DESCRIPTION OF THE TASK> Duplicate the lines below, keeping every character unchanged.

DATA FOR THIS EXERCISE>
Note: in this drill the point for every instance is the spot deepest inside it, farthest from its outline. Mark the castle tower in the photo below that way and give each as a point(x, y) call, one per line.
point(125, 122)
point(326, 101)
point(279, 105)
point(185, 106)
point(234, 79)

RESULT BELOW>
Note: in this drill the point for every instance is the spot deepest inside it, farthest from its outline. Mark the castle tower in the photo below that way and give each as a point(x, y) call, one per line.
point(125, 122)
point(326, 101)
point(279, 105)
point(185, 106)
point(234, 79)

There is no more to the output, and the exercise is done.